Data listing:

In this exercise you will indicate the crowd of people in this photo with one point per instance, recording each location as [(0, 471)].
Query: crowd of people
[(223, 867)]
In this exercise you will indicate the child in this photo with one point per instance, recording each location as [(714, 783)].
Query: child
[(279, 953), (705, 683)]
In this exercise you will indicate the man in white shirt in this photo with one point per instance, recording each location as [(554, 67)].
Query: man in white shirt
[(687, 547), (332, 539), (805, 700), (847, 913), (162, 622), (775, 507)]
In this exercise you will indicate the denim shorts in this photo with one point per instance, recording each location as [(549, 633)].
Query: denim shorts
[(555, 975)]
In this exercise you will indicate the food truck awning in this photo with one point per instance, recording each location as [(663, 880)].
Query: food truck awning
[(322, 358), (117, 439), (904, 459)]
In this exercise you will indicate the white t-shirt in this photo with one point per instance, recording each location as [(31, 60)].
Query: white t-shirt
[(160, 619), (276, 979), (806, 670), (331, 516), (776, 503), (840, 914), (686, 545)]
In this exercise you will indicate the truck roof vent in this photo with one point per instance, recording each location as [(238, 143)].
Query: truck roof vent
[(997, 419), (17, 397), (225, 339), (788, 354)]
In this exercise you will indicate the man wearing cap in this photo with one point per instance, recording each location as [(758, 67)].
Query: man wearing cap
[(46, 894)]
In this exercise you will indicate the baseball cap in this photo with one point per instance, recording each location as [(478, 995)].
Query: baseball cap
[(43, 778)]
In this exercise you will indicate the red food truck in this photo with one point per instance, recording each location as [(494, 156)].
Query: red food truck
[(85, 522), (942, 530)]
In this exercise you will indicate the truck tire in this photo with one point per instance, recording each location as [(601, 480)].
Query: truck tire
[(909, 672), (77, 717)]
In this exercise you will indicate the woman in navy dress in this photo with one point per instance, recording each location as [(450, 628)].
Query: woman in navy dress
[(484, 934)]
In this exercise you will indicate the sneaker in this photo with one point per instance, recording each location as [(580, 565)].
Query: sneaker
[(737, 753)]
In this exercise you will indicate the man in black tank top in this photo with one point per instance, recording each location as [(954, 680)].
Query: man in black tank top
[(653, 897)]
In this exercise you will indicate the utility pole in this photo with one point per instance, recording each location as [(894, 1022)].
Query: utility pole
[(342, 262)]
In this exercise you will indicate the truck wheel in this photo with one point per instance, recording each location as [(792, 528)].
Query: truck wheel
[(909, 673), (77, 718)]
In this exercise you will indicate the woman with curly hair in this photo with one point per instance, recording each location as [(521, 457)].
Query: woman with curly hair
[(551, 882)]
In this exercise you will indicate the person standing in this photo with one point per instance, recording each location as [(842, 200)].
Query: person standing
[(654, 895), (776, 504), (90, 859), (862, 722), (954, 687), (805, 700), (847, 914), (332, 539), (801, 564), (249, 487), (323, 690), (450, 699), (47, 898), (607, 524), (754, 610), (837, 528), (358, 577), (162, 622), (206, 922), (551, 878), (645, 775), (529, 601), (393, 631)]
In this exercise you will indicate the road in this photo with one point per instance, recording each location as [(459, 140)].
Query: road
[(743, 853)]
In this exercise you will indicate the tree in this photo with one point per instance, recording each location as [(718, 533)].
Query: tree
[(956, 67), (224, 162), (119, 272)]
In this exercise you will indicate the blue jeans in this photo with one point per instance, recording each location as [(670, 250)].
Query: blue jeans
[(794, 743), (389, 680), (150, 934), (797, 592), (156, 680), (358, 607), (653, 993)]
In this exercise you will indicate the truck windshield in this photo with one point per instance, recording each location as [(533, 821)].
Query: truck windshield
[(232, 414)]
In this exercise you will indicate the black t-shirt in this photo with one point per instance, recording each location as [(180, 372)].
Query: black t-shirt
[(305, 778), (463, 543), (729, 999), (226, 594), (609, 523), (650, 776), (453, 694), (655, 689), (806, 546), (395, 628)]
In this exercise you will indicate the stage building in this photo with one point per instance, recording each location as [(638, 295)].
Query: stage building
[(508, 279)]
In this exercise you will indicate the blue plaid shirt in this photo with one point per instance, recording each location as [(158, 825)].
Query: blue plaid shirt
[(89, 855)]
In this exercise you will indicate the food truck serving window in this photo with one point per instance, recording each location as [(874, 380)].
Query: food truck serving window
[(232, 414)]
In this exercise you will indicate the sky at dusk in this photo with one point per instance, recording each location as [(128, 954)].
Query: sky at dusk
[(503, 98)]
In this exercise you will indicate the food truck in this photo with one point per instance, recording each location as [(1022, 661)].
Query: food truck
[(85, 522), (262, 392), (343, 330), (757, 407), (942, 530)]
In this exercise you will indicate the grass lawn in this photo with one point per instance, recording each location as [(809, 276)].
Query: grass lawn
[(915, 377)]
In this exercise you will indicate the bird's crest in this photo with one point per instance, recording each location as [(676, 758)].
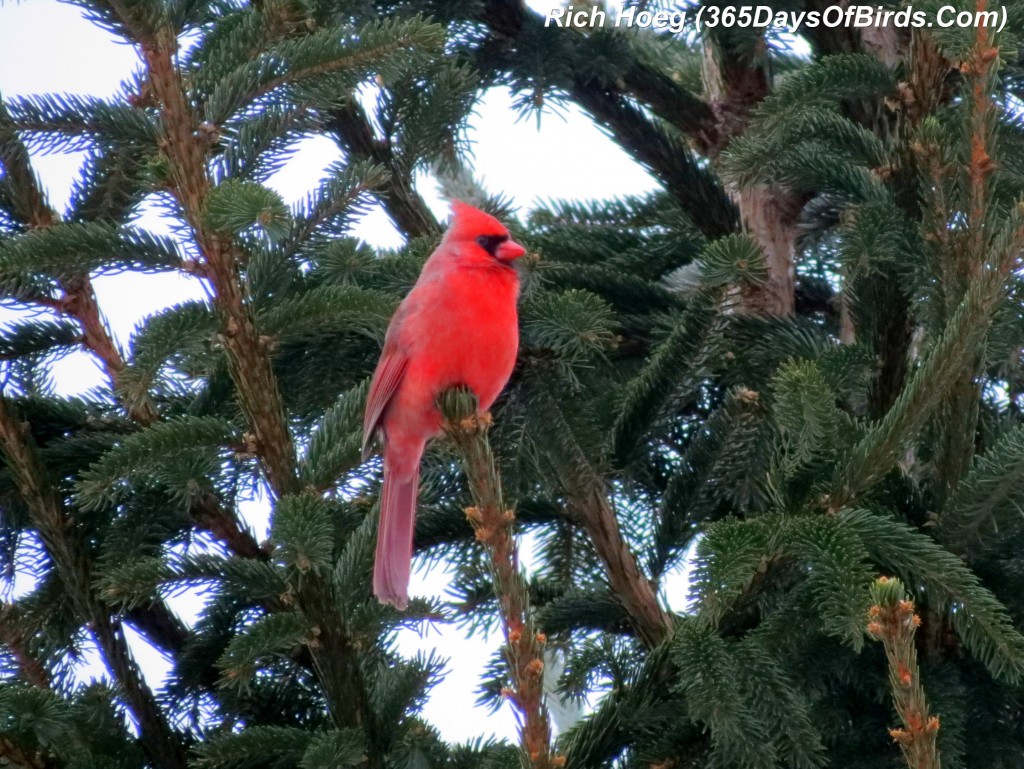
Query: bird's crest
[(468, 222)]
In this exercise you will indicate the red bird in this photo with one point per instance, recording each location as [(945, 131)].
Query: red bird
[(458, 326)]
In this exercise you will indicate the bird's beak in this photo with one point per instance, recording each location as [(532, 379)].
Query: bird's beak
[(509, 250)]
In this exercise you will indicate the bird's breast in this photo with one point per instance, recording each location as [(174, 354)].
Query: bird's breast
[(467, 334)]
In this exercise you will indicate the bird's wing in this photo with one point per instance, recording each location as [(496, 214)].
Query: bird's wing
[(386, 380)]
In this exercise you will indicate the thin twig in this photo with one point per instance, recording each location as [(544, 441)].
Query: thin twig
[(893, 622), (494, 523)]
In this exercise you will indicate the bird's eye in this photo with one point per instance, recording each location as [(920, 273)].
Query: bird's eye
[(489, 243)]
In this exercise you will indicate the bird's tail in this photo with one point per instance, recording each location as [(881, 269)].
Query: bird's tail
[(394, 533)]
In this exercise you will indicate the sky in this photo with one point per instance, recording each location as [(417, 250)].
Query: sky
[(47, 46)]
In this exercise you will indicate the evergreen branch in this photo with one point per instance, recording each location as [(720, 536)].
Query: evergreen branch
[(876, 454), (80, 302), (894, 623), (493, 524), (646, 396), (354, 133), (336, 445), (987, 503), (386, 47), (588, 505), (256, 386), (146, 454), (513, 24), (68, 123), (255, 744), (18, 758), (339, 196), (23, 186), (979, 618), (715, 696), (15, 638), (58, 533)]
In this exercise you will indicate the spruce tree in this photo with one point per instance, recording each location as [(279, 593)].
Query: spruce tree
[(798, 366)]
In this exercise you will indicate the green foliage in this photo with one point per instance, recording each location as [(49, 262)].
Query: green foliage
[(303, 531), (667, 408), (236, 206)]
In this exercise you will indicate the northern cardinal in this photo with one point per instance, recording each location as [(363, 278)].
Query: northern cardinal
[(458, 326)]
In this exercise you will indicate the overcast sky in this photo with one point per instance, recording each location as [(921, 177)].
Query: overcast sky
[(47, 46)]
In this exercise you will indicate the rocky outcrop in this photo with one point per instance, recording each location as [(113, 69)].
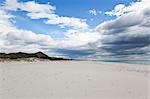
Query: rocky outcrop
[(19, 55)]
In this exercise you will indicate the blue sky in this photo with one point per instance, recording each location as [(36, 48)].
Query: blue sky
[(79, 28), (70, 8)]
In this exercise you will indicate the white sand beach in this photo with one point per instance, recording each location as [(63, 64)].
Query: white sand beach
[(74, 80)]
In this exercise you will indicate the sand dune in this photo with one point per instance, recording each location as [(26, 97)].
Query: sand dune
[(73, 80)]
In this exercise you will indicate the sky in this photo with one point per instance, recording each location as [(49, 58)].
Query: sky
[(87, 29)]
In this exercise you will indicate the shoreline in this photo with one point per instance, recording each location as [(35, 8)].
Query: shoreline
[(74, 80)]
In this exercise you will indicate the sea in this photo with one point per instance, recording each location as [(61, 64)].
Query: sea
[(143, 62)]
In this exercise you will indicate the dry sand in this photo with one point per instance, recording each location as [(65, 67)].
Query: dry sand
[(73, 80)]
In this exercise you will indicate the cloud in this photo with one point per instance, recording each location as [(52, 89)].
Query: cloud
[(129, 32), (94, 12), (14, 39), (45, 11)]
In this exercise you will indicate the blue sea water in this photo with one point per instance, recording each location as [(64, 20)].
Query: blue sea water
[(143, 62)]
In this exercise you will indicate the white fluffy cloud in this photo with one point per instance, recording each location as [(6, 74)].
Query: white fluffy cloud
[(14, 39), (37, 11), (23, 40), (94, 12)]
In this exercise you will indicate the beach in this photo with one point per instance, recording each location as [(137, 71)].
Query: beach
[(74, 80)]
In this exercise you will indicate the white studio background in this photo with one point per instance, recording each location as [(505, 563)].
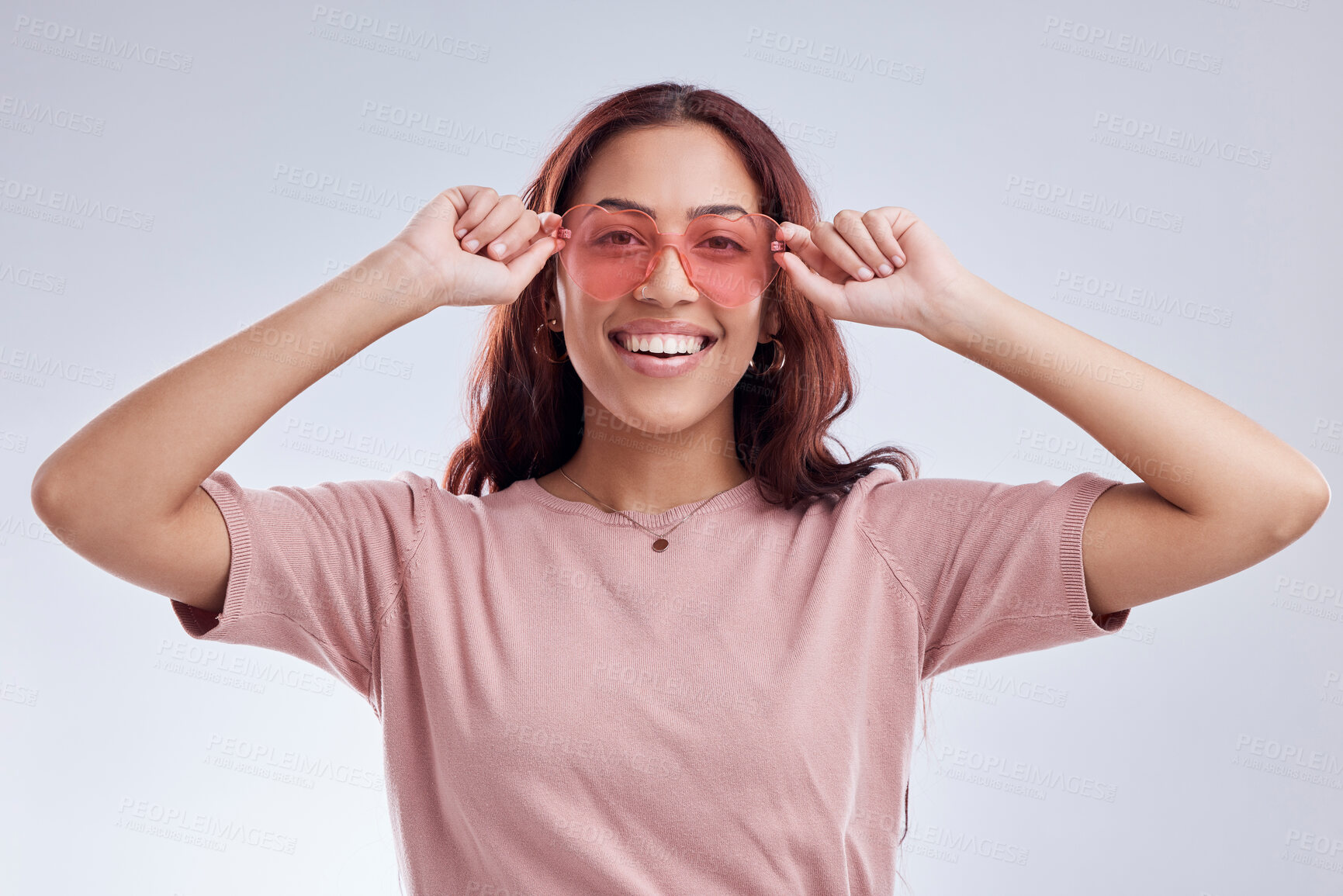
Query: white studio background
[(1162, 175)]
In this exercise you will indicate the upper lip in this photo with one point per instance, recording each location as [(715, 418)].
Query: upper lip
[(645, 325)]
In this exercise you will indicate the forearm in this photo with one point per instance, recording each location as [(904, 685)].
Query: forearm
[(1192, 449), (143, 458)]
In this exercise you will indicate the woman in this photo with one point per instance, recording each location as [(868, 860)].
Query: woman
[(676, 646)]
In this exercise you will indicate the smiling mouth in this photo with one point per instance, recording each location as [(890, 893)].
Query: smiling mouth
[(625, 341)]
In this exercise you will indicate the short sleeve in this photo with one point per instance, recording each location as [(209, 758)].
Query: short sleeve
[(312, 569), (994, 569)]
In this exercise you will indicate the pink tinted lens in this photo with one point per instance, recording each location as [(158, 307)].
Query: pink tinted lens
[(609, 254)]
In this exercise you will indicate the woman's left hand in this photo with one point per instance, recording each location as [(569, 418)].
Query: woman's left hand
[(923, 270)]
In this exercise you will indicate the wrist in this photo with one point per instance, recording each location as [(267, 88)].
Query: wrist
[(394, 275), (947, 316)]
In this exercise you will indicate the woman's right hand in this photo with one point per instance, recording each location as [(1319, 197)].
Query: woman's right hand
[(483, 275)]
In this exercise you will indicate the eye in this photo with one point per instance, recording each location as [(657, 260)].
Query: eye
[(723, 244), (617, 238)]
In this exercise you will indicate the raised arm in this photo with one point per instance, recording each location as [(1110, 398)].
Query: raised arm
[(125, 490), (1220, 492)]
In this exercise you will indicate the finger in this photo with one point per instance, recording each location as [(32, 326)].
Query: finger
[(878, 247), (836, 245), (529, 262), (483, 200), (821, 290), (496, 222), (516, 237), (802, 245), (445, 207)]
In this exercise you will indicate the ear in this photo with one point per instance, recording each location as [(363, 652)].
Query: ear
[(770, 321)]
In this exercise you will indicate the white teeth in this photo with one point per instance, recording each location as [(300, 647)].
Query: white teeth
[(663, 343)]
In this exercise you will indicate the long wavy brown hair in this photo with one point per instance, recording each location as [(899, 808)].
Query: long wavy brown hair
[(525, 414)]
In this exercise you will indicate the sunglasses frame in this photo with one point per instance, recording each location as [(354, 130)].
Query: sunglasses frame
[(677, 242)]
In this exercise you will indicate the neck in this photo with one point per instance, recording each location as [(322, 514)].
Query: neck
[(646, 469)]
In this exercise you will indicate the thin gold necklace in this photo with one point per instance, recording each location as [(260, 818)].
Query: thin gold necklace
[(661, 545)]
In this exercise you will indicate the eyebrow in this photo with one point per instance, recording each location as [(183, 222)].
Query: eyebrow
[(718, 209)]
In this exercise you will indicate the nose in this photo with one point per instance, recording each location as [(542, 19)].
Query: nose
[(669, 282)]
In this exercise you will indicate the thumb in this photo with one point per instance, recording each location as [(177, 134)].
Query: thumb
[(814, 286), (524, 268)]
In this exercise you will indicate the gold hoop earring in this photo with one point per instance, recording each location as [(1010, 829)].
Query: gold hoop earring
[(545, 354), (778, 359)]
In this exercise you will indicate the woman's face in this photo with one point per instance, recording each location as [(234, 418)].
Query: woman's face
[(673, 172)]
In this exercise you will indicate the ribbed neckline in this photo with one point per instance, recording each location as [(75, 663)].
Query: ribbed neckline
[(735, 496)]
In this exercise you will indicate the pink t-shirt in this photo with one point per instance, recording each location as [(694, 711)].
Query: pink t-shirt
[(567, 711)]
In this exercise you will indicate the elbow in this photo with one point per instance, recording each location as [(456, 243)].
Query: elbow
[(46, 501), (1304, 505)]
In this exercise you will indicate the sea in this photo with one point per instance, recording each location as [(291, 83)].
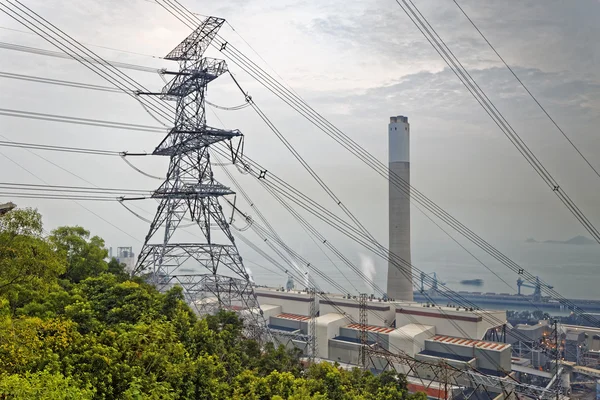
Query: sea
[(572, 270)]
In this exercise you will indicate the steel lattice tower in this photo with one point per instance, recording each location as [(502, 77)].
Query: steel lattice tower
[(191, 193), (312, 334), (363, 318)]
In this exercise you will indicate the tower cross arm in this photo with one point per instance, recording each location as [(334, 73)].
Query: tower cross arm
[(192, 47)]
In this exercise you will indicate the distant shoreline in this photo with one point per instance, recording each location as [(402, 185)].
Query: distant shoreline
[(577, 240)]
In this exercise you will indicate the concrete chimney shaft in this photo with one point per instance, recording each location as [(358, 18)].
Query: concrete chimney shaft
[(399, 283)]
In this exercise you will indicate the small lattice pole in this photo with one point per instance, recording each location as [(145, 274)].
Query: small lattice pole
[(313, 347), (363, 322)]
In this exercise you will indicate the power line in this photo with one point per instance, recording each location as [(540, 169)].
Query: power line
[(86, 65), (527, 90), (351, 145), (65, 149), (88, 44), (35, 50), (82, 121)]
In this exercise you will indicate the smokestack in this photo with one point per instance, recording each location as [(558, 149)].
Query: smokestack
[(399, 284)]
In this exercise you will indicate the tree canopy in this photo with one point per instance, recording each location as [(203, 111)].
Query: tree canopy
[(73, 326)]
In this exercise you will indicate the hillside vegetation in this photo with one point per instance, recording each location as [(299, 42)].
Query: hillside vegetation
[(73, 326)]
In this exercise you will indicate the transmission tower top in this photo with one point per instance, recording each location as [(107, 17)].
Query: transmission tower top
[(194, 46)]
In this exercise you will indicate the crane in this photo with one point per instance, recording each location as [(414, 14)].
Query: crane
[(537, 288), (433, 284)]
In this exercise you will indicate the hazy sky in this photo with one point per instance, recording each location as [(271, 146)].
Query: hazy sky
[(356, 62)]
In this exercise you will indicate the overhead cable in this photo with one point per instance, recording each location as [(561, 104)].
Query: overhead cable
[(527, 90), (323, 124)]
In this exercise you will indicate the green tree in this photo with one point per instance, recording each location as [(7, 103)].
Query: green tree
[(118, 269), (28, 266), (85, 256), (42, 386)]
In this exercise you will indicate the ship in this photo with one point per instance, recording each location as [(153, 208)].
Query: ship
[(472, 282), (536, 300)]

_Exercise details:_ Print exactly the lines above, starting at the line that contains "In this exercise you will indicate the hillside" and ending with the last line of the records, both included.

_Exercise response:_
In this exercise you will indicate the hillside vegetation in this photo with one point per instance, recording each location as [(299, 42)].
Query: hillside vegetation
[(73, 326)]
In this exercise you will indicate the transmission tower top in this photo with one point per instance, recording each location as [(107, 17)].
Query: transmission tower top
[(194, 46)]
In this exercise you will indicate the crane in this photo with one point per instance, recording each location as [(414, 14)].
Query: crane
[(537, 288), (433, 284)]
In this exercise you will indicate the hazy sky in this photo with one point per instance, recording each location as [(271, 146)].
Query: hazy sky
[(356, 62)]
In this exercise you will indicate the overhead cable in this photo with one point per instance, recording each location as [(561, 104)].
Query: overhead cable
[(527, 90), (323, 124)]
In this exercise you will indicate the green tree in this photo with one point per instance, recording each location as [(7, 103)].
Query: green tree
[(118, 269), (28, 266), (85, 256), (42, 386)]
In this exercise you will indicate the ship in this photo with one point per instance, recording each location as [(153, 208)].
Query: ship
[(472, 282), (536, 300)]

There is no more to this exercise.